Exercise instructions:
Pick out each line in the records that contains the string "road", and copy those lines. Case matters.

>> Start Supplied data

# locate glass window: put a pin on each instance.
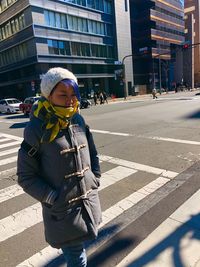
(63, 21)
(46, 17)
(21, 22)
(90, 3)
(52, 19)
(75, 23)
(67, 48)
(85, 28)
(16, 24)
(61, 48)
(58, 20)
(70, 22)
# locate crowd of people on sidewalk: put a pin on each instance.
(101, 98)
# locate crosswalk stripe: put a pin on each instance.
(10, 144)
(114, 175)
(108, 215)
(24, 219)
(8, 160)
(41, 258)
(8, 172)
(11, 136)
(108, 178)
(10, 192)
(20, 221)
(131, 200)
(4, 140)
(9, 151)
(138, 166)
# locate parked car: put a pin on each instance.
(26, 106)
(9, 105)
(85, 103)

>> End Supplied data
>> Start Supplied data

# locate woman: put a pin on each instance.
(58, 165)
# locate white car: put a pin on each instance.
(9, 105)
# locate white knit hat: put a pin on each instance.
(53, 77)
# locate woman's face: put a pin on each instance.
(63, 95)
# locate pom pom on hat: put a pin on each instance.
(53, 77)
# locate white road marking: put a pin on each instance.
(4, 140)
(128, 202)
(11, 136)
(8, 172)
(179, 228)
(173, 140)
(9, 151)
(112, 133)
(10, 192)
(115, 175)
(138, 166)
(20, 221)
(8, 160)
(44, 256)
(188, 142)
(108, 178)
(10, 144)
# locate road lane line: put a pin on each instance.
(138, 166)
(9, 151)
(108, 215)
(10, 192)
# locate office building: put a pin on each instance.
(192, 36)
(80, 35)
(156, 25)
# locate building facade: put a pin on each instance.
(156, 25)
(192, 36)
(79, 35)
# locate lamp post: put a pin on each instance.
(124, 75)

>> End Supplied data
>> Start Supplied data

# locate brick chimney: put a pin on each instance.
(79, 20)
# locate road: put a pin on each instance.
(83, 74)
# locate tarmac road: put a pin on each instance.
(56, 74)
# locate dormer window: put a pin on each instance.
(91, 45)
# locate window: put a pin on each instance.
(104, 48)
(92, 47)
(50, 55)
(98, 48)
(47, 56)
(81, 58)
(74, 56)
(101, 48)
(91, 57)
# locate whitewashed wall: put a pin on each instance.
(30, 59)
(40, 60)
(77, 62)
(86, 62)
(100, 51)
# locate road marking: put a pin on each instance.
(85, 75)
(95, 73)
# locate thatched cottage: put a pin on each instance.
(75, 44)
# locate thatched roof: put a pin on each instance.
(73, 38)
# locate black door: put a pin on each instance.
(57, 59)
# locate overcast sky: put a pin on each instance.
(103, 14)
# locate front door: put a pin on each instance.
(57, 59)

>> End Supplied data

Right answer:
# locate white road marking: put a pin on each instance.
# locate road lane line: put a pin on each instance.
# locate road: put a pin on each instance.
# locate tarmac road: put a pin on each instance.
# locate road marking: put a pin on each instance.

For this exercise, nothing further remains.